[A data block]
§ §
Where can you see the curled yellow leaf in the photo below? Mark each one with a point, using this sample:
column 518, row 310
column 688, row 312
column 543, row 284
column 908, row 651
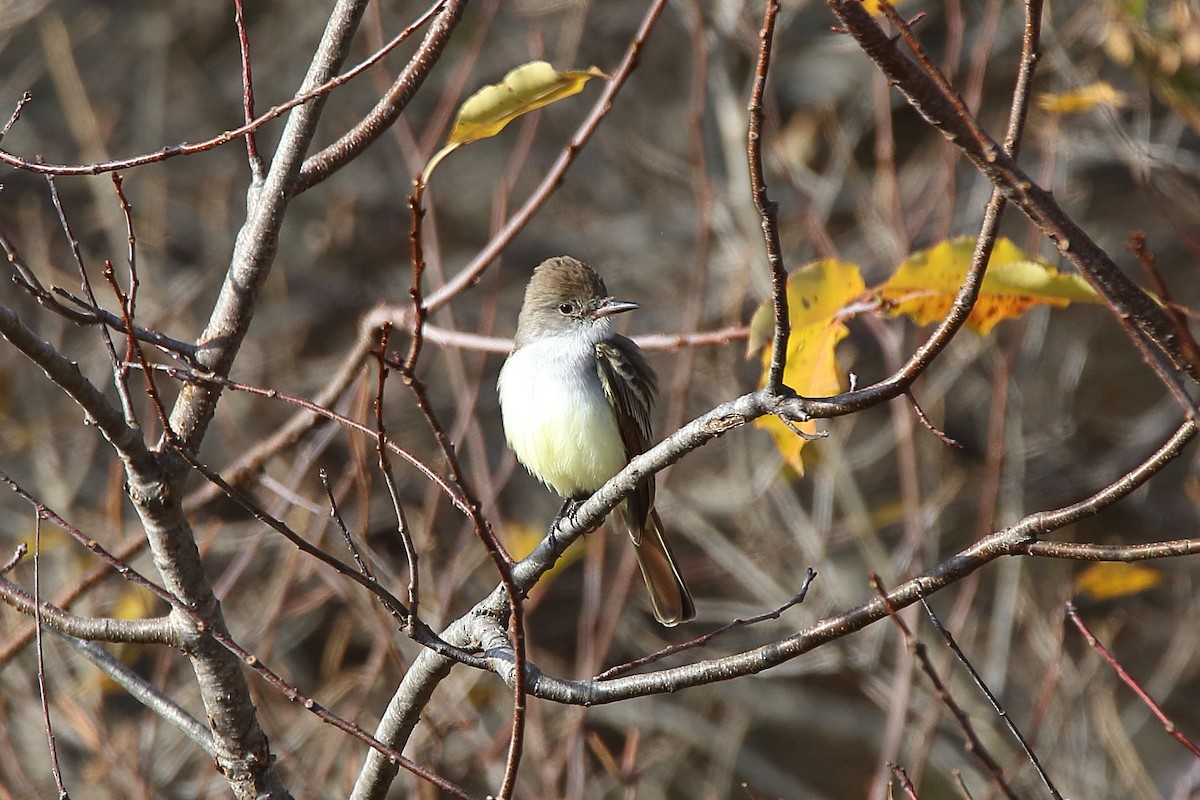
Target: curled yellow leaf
column 816, row 293
column 490, row 109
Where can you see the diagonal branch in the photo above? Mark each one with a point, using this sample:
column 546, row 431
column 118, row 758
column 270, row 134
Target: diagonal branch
column 1144, row 320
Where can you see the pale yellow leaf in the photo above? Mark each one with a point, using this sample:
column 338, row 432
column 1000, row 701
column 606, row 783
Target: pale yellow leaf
column 525, row 88
column 1113, row 579
column 1084, row 98
column 816, row 293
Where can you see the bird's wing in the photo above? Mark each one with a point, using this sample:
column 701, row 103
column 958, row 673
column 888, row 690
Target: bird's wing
column 630, row 384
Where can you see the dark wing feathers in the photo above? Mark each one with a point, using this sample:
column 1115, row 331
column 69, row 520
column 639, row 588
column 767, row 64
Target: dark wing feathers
column 630, row 384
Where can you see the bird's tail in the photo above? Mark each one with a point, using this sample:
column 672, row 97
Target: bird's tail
column 669, row 594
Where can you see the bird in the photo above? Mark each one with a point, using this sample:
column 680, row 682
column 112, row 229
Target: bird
column 575, row 402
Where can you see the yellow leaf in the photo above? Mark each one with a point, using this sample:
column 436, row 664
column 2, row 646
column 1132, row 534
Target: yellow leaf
column 1111, row 579
column 925, row 284
column 525, row 89
column 1081, row 100
column 815, row 294
column 873, row 6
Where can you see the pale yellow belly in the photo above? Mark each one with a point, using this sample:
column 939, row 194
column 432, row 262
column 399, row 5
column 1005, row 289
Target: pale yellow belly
column 559, row 422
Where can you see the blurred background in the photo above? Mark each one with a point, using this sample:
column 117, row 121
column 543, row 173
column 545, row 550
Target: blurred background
column 1048, row 409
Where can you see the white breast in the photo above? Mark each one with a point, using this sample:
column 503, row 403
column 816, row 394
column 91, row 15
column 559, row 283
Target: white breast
column 557, row 417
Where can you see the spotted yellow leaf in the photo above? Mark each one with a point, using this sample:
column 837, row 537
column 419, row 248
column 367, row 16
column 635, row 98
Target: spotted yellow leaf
§ §
TASK DIRECTIONS: Reproduce the listing above word for word, omitting the picture from your copy.

SOLUTION:
Where can you see the curled yellow leaf in the photo below? Mark each one with a point, using this sample:
column 518, row 310
column 688, row 312
column 543, row 284
column 908, row 651
Target: curled yellow leaf
column 816, row 293
column 490, row 109
Where can you see the diagonal branch in the photo above? Mark each one with a point, using this sample:
column 546, row 431
column 118, row 758
column 270, row 134
Target: diagonal branch
column 1144, row 320
Where can you see the pale yellow leaf in the photo above? Mark each one with a point, using this sample:
column 338, row 432
column 1000, row 701
column 606, row 783
Target: pale yellow leaf
column 525, row 88
column 1113, row 579
column 1084, row 98
column 816, row 293
Where can you see the bird's wing in the photo above? Mark each one with a point, using this sample:
column 701, row 103
column 958, row 673
column 888, row 690
Target: bird's wing
column 630, row 384
Where can you see the dark wing feathers in the photo above? Mark each one with a point, using this sample:
column 1115, row 331
column 69, row 520
column 639, row 588
column 767, row 64
Target: dark wing feathers
column 630, row 384
Where can you see the bird's tail in the photo above? Mark each one with a point, using this sample:
column 672, row 97
Target: bird's tail
column 669, row 594
Where can you see the bird in the photo above? Mark each one with a point, using this sample:
column 680, row 682
column 112, row 229
Target: bird
column 575, row 402
Where can you see the yellow leaf in the photo above? Mark each one with a point, using this sample:
column 436, row 664
column 2, row 646
column 1132, row 534
Target: yellow leaf
column 1111, row 579
column 925, row 284
column 525, row 89
column 1081, row 100
column 815, row 294
column 873, row 6
Where can you see the pale yellow belly in the photo above? Mark each one with a point, using this sample:
column 939, row 194
column 432, row 262
column 399, row 5
column 1005, row 289
Target: pale yellow belly
column 559, row 422
Where can you see the blurred background in the photo above? Mark each one with a point, using this sample:
column 117, row 121
column 543, row 173
column 545, row 550
Target: blurred background
column 1048, row 409
Where can you see the white breast in the photo above? Mark each one with a point, using this sample:
column 503, row 403
column 816, row 394
column 91, row 15
column 559, row 283
Target: white breast
column 557, row 417
Where can you see the spotted yellow leaf in the photo above? Mark each one with a point, using this sample:
column 837, row 537
column 419, row 248
column 367, row 16
column 635, row 98
Target: spotted yellow leaf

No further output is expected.